Passage provided:

This thread kind of got off into a tangent about solr specifics -- if you
skip down it's really a question about underlying performance concerns of
using docvalues vs using stored fields.

: 1.      _version_ never needs to be searchable, thus, indexed=false makes sense.

Unless i'm wrong, the version field is involved in "search" contexts
because of optimistic concurrency - in order for an "updated doc=1 if
version=42" then under the covers a search is done against hte version
field --- but since this is a fairly constrained filter, indexed=false
might still be fine as long as docValues=true because the search can be
done via a DocValues based filter.

: 4.      Given the above, is using docValues=true for _version_ a good idea?

: My take is a simple “no”.  Since docValues is, in essence, column
: oriented storage (and can be seen, I think, as an alternate index
: format), what benefit is to be gained for the _version_ field.  The

To be clear -- Solr already has code thta depends on having "Doc Values"
on the version field to deal with max version value in segments (see
VersionInfo.getVersionFromIndex and VersionInfo.getMaxVersionFromIndex) --
but as with any field, that doens't mean you must have 'docValues="true"'
in your schema, instead the UninvertedReader can be used as long as the
field is indexed.

But that's really not what Ishan is asking about.  

We know it's possible to use docValues=true && indexed=false on the
version field -- SOLR-6337 is open to decide if that makes sense in the
sample configs.  Ishan's question is really about stored=false.

Short exercise A: In the records, from the line with "Expected: one dot placed on each instance of the building" to the line with "point(749, 447)", can you switch "dot" to "marker" and give those lines again with nothing else changed?

Data supplied:
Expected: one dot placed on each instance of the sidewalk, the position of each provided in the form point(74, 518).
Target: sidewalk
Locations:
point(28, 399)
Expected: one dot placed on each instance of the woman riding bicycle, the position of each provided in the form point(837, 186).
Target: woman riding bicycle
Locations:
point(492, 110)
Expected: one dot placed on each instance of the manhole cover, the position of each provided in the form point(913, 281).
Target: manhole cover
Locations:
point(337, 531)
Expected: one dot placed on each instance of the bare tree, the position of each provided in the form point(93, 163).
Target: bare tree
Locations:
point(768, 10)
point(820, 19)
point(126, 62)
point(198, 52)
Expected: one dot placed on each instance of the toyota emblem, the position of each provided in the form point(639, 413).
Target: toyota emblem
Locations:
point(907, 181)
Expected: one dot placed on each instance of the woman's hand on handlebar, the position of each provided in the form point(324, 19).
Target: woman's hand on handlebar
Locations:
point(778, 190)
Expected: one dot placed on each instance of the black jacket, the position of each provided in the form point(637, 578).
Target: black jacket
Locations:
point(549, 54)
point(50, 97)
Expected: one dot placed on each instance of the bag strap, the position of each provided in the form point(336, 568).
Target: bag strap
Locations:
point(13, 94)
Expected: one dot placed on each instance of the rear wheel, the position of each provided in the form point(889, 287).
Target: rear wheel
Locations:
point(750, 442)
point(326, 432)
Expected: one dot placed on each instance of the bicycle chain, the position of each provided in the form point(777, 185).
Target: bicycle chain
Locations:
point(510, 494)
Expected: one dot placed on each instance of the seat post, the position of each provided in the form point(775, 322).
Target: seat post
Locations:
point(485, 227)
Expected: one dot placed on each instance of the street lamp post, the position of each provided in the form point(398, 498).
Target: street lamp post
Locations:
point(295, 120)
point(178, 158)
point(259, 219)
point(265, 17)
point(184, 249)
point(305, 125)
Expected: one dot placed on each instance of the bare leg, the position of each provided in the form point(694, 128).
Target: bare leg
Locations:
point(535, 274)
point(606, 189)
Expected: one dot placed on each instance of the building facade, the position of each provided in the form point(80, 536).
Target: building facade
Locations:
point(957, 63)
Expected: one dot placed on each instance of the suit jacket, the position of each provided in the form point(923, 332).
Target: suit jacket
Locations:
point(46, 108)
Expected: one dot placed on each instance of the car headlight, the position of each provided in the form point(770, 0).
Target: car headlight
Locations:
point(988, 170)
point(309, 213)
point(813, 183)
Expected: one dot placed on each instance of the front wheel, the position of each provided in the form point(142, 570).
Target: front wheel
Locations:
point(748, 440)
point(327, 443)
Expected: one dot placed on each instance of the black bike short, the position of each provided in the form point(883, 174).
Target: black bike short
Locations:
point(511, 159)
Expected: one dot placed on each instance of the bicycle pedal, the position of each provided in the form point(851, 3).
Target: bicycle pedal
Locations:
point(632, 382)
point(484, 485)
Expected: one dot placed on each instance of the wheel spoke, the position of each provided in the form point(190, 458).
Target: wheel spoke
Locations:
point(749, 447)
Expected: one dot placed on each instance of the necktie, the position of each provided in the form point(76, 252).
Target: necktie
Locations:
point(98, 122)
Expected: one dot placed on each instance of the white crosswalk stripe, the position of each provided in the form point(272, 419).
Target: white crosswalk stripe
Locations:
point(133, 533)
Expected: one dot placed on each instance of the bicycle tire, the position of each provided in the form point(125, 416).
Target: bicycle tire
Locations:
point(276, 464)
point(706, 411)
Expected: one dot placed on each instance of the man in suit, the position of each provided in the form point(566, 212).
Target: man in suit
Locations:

Short exercise B: Could you resume the Solr discussion about settings for the version field, picking up right after its final sentence?

Written answer A:
Expected: one marker placed on each instance of the building facade, the position of each provided in the form point(80, 536).
Target: building facade
Locations:
point(957, 63)
Expected: one marker placed on each instance of the suit jacket, the position of each provided in the form point(923, 332).
Target: suit jacket
Locations:
point(46, 108)
Expected: one marker placed on each instance of the car headlight, the position of each provided in the form point(770, 0).
Target: car headlight
Locations:
point(988, 170)
point(309, 213)
point(813, 183)
Expected: one marker placed on each instance of the front wheel, the position of each provided in the form point(142, 570).
Target: front wheel
Locations:
point(748, 440)
point(327, 443)
Expected: one marker placed on each instance of the black bike short, the position of each provided in the form point(883, 174).
Target: black bike short
Locations:
point(511, 159)
Expected: one marker placed on each instance of the bicycle pedal, the position of each provided in the form point(851, 3).
Target: bicycle pedal
Locations:
point(632, 382)
point(484, 485)
Expected: one marker placed on each instance of the wheel spoke, the position of each provided in the form point(190, 458).
Target: wheel spoke
Locations:
point(749, 447)

Written answer B:
The key bit of context of Ishan's question is updateable docValues
(SOLR-5944) and if/how it might be usable in Solr for the version field --
but one key aspect of doing that would be in ensuring that we can *return*
the correct version value to user (for optimistic concurrency).  Currently
that's done with stored fields, but that wouldn't be feasible if we go
down hte route of updateable docValues, which means we would have to
"return" the version field from the docValues.

that's where ishan's question about docvalues and performance and disk
seeks comes from...

What are the downsides in saying "instead of using docvalues and stored
fields for this this single valued int per doc, we're only going to use
docvalues & when doing pagination we will return the current value of the
field to the user from the docvalues" what kind of performance impacts
come up in that case when you have 100 docs per page(ination)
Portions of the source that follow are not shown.